Directive:
Quote every line of the material beneath this one.
──────── Input records ────────
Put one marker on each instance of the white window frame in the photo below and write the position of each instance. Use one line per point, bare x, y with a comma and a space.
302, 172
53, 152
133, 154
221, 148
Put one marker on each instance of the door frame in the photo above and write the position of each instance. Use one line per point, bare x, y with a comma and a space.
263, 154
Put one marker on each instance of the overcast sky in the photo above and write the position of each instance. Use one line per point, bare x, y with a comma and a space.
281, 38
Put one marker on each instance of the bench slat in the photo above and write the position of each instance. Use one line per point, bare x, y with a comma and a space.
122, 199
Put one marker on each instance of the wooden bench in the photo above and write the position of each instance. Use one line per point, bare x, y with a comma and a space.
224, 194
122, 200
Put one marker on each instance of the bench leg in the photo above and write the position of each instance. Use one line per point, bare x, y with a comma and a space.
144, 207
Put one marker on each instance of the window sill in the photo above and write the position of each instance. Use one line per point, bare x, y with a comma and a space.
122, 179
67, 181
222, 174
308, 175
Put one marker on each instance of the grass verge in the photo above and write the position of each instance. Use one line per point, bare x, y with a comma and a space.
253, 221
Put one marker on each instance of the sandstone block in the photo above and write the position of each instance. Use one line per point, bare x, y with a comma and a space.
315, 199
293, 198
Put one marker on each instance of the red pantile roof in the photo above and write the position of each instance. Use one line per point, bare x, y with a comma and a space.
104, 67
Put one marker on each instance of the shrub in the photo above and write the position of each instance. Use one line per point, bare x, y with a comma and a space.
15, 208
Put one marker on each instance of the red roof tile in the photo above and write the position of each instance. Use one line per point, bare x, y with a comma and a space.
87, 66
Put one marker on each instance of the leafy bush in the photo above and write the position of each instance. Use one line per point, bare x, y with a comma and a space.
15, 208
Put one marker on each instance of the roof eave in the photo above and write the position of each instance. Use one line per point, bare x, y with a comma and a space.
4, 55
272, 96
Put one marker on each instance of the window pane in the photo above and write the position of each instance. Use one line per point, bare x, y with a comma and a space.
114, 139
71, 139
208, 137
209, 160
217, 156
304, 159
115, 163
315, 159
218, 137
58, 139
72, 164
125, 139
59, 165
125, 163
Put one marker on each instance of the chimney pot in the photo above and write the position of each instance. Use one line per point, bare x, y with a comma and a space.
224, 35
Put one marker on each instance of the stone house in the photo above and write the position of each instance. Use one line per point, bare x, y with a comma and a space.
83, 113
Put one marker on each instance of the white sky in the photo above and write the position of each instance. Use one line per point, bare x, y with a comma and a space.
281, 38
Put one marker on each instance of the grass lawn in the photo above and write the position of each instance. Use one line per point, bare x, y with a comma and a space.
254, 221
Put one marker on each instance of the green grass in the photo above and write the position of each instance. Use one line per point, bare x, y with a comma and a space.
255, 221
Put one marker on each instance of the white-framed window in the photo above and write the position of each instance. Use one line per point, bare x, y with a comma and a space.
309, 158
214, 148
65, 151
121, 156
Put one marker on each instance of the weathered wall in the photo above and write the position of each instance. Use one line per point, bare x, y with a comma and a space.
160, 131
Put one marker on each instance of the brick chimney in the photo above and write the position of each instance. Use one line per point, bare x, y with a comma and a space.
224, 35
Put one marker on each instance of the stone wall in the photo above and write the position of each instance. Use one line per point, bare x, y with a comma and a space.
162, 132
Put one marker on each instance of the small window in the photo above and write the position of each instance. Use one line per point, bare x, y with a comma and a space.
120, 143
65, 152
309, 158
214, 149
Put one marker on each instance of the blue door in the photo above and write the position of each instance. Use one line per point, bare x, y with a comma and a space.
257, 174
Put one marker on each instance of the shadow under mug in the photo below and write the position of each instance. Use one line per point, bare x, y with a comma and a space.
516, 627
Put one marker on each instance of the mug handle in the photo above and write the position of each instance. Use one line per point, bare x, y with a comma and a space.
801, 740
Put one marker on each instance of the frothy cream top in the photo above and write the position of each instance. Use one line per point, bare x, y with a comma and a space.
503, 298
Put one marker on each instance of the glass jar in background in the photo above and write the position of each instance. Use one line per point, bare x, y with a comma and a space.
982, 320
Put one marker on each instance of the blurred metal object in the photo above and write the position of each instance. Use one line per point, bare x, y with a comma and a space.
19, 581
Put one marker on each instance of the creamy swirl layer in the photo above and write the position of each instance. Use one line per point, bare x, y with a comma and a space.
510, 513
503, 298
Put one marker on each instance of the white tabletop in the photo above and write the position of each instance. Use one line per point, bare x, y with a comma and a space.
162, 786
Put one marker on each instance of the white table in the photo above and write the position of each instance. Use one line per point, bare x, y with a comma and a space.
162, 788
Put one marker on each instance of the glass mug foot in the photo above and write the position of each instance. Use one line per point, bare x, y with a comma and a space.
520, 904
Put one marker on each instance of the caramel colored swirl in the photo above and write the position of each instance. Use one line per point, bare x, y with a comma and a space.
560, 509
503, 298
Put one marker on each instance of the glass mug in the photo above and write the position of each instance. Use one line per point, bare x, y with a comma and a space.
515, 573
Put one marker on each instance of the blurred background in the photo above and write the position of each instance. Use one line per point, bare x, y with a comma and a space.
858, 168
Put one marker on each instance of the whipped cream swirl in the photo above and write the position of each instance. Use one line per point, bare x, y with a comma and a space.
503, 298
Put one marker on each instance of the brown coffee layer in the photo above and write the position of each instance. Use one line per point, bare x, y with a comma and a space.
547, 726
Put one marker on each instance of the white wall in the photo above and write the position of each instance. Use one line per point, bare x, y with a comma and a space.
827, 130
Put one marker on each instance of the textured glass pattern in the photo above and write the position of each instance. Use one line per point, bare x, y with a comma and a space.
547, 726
────────
Response to this task:
Put one marker on each instance of the white window frame in the photo below and write the position of each instance. Use one line per point, bare x, y with a comma and a space.
302, 172
53, 152
133, 154
221, 148
Put one marker on each instance of the door frame in the photo above and write the position of each instance. Use one line per point, bare x, y with a comma and a space.
263, 154
Put one marker on each instance of the overcast sky in the photo above and write the position of each instance. Use one line per point, bare x, y with a comma and a space.
281, 38
Put one marker on each instance of the bench slat in the photo above and write the position of each instance. Use one line per point, bare x, y with a comma and a space.
122, 199
Put one marker on each instance of the wooden bench in the photo above and write the position of each instance. Use one line per point, bare x, y with a comma and a space.
224, 194
122, 200
Put one marker on each instance of the bench leg in the photo above and write the position of each instance. Use one line per point, bare x, y with a comma and a space.
144, 207
Put one marker on each instance of the window sill in the photo above and write the position of each instance. Use one line per point, bare x, y with a comma and a space.
122, 179
67, 181
222, 174
308, 175
Put one marker on each instance of the grass verge in the photo above and write the position of each instance. Use one line per point, bare x, y with a comma and a space.
253, 221
Put one marker on each instance of the sandstone block in the photo above and write the position of each instance. Use one line per point, bare x, y with a comma and a space.
315, 199
293, 198
Put one marker on each instance of the red pantile roof in the photo above and write the position of each instance. Use one line per point, bare x, y with a comma and a space.
104, 67
Put one marker on each instance of the shrub in the photo above and write the position of each instance. Use one line per point, bare x, y with a comma and a space.
15, 208
Put one marker on each instance of the red roof tile in the photo above and write the position of each instance. Use one line per point, bare x, y with a comma and a space.
87, 66
Put one marker on each instance of the leafy bush in the photo above and write the position of each instance. Use one line per point, bare x, y with a comma and a space.
15, 208
Put one marker on each instance of the roof eave in the photo above and write the position of each instance. Use one line per point, bare x, y with a comma and a space.
4, 55
272, 96
Put one marker on each instance of the window pane in the photo above and write the position of each instance. Use one line per point, bare x, y with a comma and a space.
114, 139
71, 139
208, 137
209, 160
217, 156
304, 159
115, 163
315, 159
218, 137
58, 139
72, 164
125, 139
59, 165
125, 163
Put one marker on each instance of the chimney pot in the photo above and write the position of each instance. Use one line per point, bare x, y with a comma and a space.
224, 35
Put one marker on each instance of the stone house in the photo above and write the position of each instance. Use one line per point, bare x, y with a comma and a space.
83, 113
Put one marker on each instance of the white sky in the photo above and write the position of each instance. Use one line per point, bare x, y with a comma and a space.
281, 38
Put one marker on each instance of the grass lawn in the photo above and write the position of each instance. Use one line per point, bare x, y with a comma and a space.
254, 221
Put one marker on each instance of the green grass in the photo above and write the position of each instance. Use one line per point, bare x, y with a comma and a space.
255, 221
Put one marker on each instance of the white-framed window in the photo above and write the position of each instance. Use one line per point, bare x, y with a comma and a space.
309, 158
214, 148
65, 151
121, 156
Put one marker on each instance of the weathered wall in the photo above and write the position of each instance. Use one line per point, bare x, y with a comma and a space.
160, 131
Put one marker on each instance of the brick chimney in the photo above and write the position of each instance. Use one line per point, bare x, y with a comma and a space.
224, 35
Put one marker on each instance of the stone wall in the photo above and write the position of each instance. Use one line per point, bare x, y with a comma and a space.
162, 132
Put one marker on each instance of the small window in the photo above and write the position of each instance. Use one line per point, bare x, y with a comma and a space.
120, 143
65, 152
309, 158
214, 149
Put one marker on each instance of the blue door in the photo above and write the position of each instance. Use one line per point, bare x, y with a comma and a space.
257, 174
Put one marker on each instance of the shadow under mug in the photo below and write the position of each instance. Use one line per point, bare x, y with a comma and a space.
516, 627
Put one marker on each instance of the mug handle in the photo above and write the position of each instance. Use one line per point, bare x, y with a comma and a space.
801, 740
Put one marker on each instance of the frothy cream top in the photo above and write the position of each instance. Use one line per point, bare x, y with a comma and a space.
503, 298
Put one marker on each instance of the glass jar in background in the photo above and write the position of each instance. Use one line per point, bare x, y with a comma and a space.
982, 320
Put one marker on each instance of the blurred metal object in the photo above and write the position of each instance. Use one line per point, bare x, y with a comma and a space.
19, 581
Put one marker on each instance of the creamy swirl layer in the photo above and write the position of each instance. Use one line per point, bare x, y with a comma and a space.
510, 513
503, 298
Put one marker on each instance of the white tabletop in the photo above and write the position of each instance. Use one line per point, bare x, y with a comma and a space.
162, 786
Put one marker on each instance of the white table in the photo above and write the position of each instance. Use one line per point, bare x, y with a comma and a space.
162, 788
Put one marker on each instance of the glass mug foot in the photo above and write the position of each instance. Use one line per point, bare x, y with a comma and a space.
520, 904
Put one marker on each instance of the caramel colored swirl in the photo above and write the position of each instance. Use one line per point, bare x, y with a comma and a space.
560, 509
503, 298
Put one marker on each instance of the glass mug in the photo above and write the position of each instance. Use one line per point, bare x, y with a comma and a space.
515, 573
Put one marker on each instance of the blurred background in the photo above and write the position of each instance. Use one line per point, bare x, y with a comma and a space.
858, 168
Put one marker on each instance of the whipped cream swirl in the photo above and write the position of each instance. Use one line per point, bare x, y with a comma and a space.
503, 298
Put one marker on each instance of the brown coffee layer in the photo above and write the position of each instance. Use one line per point, bare x, y with a comma and a space.
547, 726
Put one marker on each instance of the white wall in the photo above and write the position of each instance. Use one line per point, bare x, y with a comma and a space.
827, 130
Put one marker on each instance of the textured glass pattern in the photo above and write the position of each instance. Use one line per point, bare x, y with a comma and a space.
547, 726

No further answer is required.